Work task:
Starting with the line that has "Target: clay tandoor oven", retype each line down to the end of the entries below, without leaving any out or adding any.
START Information given
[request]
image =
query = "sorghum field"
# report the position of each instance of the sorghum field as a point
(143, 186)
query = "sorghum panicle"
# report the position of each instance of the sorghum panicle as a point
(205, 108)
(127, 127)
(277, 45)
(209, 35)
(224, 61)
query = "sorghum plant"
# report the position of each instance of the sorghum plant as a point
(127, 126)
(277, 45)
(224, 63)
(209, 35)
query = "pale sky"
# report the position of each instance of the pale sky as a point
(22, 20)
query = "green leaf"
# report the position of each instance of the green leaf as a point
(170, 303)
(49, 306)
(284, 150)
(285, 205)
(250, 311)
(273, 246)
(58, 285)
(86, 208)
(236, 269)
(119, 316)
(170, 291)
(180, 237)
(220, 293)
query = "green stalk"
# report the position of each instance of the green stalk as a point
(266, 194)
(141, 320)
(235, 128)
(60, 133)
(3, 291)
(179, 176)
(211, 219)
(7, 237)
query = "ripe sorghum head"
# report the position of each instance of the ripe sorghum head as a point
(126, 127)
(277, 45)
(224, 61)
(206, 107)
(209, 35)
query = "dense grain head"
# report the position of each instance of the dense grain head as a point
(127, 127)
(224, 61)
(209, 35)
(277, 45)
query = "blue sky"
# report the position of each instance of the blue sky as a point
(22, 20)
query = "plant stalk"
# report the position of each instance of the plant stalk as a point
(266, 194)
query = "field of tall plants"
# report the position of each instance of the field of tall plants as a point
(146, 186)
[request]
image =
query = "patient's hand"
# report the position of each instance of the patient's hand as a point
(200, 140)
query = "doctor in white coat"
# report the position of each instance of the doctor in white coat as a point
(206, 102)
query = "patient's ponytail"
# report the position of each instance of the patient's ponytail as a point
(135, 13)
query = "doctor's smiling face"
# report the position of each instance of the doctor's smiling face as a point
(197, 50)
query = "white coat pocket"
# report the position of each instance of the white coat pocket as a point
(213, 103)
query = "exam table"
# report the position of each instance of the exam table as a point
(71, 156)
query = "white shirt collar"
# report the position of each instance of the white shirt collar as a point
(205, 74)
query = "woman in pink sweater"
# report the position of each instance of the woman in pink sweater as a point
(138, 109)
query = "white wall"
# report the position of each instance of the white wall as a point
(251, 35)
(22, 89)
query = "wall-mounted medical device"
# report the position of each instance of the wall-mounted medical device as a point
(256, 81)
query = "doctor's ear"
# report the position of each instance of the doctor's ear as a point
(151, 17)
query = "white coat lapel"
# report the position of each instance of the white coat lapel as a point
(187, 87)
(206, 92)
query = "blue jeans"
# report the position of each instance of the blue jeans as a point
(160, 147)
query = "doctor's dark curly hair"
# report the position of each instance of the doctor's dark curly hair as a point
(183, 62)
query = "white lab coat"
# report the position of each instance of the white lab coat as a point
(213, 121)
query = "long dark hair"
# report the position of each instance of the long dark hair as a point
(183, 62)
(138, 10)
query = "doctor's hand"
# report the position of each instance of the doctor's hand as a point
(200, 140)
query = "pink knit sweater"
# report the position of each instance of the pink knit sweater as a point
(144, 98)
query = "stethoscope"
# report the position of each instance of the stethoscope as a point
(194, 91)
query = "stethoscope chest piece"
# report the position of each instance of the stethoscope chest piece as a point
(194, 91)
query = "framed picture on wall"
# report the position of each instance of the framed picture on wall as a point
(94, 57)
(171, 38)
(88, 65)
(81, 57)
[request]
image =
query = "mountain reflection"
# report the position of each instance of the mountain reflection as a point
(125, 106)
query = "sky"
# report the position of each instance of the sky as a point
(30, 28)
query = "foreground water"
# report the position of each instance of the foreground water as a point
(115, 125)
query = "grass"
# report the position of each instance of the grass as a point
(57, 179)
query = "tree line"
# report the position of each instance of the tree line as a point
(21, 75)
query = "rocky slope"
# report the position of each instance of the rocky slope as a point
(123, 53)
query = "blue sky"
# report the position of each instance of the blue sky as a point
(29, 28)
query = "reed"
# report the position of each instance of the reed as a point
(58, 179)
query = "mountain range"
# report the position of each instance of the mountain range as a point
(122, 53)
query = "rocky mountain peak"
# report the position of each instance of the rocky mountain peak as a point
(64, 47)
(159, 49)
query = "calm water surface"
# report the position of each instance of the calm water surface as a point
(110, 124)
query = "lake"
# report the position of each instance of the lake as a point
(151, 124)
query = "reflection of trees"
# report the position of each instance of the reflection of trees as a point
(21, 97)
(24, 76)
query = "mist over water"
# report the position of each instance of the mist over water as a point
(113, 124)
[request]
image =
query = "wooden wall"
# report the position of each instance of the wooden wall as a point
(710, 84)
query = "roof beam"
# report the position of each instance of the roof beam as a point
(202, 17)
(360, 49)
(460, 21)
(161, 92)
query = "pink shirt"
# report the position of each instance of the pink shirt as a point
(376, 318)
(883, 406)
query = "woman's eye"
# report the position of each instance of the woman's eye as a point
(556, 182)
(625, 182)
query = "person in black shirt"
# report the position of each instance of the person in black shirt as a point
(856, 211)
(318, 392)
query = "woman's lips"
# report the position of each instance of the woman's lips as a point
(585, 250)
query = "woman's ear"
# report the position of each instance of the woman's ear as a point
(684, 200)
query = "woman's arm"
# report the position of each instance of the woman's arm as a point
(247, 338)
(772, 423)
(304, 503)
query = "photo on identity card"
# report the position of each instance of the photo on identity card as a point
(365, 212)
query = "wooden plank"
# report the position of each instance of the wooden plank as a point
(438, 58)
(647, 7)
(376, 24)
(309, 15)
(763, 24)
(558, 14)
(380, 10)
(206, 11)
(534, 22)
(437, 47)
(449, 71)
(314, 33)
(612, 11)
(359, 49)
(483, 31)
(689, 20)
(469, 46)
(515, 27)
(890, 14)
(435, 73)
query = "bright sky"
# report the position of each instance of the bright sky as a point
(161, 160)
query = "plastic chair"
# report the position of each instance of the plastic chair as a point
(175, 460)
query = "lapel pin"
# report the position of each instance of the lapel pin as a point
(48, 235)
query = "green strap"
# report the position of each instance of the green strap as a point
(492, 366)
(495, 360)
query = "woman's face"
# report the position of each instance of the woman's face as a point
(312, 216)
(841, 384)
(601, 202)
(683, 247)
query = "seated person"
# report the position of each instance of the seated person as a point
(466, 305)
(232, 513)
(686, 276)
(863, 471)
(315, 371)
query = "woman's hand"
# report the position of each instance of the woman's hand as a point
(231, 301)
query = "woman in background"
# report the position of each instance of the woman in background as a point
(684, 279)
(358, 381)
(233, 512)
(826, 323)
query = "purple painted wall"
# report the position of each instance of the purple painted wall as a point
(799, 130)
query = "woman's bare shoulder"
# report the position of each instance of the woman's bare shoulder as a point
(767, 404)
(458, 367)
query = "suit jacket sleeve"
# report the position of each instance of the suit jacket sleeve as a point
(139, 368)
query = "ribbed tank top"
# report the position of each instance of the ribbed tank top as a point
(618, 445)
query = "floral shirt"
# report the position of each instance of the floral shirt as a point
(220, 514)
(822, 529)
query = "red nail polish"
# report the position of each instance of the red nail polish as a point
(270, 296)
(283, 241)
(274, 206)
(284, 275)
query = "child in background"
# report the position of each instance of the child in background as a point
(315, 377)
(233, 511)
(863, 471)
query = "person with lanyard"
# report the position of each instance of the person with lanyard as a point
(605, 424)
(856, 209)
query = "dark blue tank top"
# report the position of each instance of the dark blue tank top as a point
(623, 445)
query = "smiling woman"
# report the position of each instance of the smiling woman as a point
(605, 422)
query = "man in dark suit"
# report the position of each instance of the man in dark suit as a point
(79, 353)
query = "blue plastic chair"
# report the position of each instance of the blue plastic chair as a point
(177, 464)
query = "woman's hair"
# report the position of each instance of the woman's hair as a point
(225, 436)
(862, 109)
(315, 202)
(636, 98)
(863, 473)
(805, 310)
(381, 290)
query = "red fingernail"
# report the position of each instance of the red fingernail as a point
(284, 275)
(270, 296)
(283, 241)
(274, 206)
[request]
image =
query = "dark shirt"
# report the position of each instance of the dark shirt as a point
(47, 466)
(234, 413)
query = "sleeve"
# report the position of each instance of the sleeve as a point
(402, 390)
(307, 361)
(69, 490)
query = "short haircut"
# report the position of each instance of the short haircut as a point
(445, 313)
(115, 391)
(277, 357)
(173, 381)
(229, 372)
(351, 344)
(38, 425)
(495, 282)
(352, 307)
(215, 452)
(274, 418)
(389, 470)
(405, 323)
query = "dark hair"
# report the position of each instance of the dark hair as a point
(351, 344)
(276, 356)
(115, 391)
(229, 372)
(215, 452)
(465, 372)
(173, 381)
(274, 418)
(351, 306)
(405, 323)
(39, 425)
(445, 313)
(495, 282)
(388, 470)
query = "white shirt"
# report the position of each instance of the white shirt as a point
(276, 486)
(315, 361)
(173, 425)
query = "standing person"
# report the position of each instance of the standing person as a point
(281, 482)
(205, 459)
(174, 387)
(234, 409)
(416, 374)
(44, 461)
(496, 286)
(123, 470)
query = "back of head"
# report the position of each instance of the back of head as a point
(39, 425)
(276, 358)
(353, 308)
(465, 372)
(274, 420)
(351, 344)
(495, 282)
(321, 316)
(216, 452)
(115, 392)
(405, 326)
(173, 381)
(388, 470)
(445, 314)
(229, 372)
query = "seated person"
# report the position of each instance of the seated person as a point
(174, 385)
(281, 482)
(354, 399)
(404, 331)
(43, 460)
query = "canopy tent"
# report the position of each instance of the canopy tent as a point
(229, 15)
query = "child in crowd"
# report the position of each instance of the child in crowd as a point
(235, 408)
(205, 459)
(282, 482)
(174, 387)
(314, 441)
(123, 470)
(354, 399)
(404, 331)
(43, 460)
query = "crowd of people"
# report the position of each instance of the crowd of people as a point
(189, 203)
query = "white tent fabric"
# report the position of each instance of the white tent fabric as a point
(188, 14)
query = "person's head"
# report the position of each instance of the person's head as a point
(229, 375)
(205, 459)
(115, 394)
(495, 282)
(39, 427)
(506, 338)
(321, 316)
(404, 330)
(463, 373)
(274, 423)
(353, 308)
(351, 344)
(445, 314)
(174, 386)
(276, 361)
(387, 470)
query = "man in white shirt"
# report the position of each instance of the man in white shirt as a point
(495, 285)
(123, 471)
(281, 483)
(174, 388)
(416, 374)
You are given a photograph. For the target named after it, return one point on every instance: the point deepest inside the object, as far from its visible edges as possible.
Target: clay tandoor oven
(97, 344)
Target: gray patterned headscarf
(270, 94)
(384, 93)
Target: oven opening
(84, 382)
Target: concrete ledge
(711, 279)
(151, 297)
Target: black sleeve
END Information given
Reply to the task:
Target: clay tandoor oven
(97, 344)
Target: gray patterned headscarf
(270, 94)
(384, 93)
Target: oven opening
(84, 382)
Target: concrete ledge
(711, 279)
(151, 297)
Target: black sleeve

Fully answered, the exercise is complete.